### [INSTRUCTIONS FOR THE TASK]
Each line below from the one containing "Target: sky" through the one containing "topiary ball shrub." should be output exactly as it stands, and no other line should appear.

Stored data entries
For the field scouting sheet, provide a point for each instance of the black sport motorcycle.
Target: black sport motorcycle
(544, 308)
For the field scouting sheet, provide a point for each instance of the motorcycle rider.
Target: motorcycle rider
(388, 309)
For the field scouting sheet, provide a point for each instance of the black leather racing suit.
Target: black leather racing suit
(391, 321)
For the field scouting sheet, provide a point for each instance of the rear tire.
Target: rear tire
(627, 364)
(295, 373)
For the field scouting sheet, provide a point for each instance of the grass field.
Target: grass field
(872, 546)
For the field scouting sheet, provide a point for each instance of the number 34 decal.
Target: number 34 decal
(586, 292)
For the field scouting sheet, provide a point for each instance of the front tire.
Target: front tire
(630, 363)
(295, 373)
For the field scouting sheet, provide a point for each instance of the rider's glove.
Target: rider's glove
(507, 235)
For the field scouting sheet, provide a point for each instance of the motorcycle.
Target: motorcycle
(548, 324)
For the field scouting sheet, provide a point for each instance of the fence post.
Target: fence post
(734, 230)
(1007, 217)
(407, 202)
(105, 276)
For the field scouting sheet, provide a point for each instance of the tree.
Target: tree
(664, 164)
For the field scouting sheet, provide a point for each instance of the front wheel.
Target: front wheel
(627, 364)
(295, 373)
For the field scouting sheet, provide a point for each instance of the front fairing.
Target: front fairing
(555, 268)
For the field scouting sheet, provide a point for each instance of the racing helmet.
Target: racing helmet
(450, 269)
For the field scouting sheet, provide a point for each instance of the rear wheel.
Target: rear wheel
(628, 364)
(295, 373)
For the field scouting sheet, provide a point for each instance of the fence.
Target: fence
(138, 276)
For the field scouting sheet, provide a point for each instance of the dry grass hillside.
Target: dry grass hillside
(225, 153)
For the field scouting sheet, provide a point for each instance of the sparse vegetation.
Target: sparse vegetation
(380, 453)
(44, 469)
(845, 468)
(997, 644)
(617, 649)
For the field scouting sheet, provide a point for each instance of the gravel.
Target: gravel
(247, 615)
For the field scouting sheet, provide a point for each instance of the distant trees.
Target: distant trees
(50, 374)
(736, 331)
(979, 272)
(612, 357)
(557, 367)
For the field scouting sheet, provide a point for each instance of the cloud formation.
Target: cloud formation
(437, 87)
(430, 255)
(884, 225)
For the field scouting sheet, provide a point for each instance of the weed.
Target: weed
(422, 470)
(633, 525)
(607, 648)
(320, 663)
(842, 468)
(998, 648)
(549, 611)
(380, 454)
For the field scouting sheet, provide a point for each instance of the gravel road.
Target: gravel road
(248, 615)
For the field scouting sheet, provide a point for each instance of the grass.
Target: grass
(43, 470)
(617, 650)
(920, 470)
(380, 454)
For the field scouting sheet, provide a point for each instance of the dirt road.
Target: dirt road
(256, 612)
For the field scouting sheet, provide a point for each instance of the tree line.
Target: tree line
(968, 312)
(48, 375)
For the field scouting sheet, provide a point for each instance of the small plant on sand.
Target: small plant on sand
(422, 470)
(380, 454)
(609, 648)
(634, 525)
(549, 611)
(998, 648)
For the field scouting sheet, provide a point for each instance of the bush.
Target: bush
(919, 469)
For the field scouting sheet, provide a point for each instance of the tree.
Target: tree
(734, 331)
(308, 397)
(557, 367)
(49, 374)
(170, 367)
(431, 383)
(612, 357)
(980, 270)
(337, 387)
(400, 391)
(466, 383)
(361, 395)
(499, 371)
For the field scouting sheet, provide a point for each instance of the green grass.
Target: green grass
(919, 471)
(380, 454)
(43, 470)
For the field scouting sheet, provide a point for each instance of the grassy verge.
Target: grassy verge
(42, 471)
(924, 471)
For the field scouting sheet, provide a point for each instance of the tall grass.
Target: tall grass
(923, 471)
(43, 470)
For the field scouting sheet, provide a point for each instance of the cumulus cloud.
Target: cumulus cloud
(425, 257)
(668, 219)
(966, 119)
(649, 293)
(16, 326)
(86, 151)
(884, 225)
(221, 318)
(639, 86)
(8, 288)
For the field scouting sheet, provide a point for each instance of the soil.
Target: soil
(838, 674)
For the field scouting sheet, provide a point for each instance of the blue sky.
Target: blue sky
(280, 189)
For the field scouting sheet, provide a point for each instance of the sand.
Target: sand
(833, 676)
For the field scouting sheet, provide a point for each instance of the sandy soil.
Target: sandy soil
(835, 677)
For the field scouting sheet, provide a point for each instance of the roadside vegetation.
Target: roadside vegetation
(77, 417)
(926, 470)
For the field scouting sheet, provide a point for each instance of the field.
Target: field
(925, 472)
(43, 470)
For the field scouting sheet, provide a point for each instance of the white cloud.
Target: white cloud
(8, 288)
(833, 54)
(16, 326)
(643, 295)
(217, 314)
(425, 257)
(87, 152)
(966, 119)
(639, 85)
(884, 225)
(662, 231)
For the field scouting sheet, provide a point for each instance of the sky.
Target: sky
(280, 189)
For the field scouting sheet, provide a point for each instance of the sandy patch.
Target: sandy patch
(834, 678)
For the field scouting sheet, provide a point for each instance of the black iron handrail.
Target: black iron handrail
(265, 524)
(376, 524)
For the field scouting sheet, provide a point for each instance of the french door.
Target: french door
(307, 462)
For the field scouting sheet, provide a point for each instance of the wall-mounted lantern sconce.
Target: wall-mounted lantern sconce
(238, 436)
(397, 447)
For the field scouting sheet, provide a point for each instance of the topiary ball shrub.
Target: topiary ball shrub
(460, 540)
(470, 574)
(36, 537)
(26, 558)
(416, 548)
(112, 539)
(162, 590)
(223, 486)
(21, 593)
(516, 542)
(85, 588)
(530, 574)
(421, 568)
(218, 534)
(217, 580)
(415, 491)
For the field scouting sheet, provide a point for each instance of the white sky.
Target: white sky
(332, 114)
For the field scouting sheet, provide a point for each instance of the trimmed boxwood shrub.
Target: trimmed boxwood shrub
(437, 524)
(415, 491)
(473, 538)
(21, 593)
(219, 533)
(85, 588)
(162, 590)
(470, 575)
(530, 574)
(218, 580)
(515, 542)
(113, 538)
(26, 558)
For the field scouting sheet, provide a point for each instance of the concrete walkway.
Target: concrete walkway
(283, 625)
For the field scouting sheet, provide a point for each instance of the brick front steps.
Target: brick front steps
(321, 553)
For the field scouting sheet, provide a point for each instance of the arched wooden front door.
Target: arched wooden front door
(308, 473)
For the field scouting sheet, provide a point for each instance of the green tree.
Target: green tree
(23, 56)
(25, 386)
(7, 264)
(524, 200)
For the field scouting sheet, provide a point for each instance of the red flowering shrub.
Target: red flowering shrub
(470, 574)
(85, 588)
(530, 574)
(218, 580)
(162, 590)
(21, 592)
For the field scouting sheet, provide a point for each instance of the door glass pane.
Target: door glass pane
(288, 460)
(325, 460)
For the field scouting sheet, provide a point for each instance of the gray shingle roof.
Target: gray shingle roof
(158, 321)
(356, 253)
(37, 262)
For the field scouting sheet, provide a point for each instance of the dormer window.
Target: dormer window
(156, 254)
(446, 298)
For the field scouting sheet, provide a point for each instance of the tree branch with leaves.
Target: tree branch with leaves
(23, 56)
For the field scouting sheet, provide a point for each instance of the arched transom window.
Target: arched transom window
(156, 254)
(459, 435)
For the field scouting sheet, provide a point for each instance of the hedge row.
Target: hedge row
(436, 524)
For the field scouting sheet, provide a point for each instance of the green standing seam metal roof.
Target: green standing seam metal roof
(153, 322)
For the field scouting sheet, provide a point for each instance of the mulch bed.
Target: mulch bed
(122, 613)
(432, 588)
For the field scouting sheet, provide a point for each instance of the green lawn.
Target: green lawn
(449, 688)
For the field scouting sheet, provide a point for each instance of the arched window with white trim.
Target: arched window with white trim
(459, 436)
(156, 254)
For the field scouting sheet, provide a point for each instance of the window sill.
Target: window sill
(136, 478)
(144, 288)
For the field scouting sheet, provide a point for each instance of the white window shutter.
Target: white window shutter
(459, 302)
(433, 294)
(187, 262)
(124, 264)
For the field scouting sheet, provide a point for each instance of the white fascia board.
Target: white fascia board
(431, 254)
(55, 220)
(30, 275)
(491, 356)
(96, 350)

### [ANSWER TO THIS PROBLEM]
Target: sky
(280, 189)
For the field scouting sheet, provide a point for each instance of the sandy patch.
Target: sandy patch
(834, 678)
For the field scouting sheet, provide a point for each instance of the black iron handrail.
Target: black iron handrail
(265, 524)
(376, 524)
For the field scouting sheet, provide a point for each instance of the french door.
Target: french door
(307, 462)
For the field scouting sheet, provide a point for each instance of the wall-mounted lantern sconce.
Target: wall-mounted lantern sconce
(238, 436)
(397, 447)
For the field scouting sheet, provide a point for each instance of the topiary ball shrub.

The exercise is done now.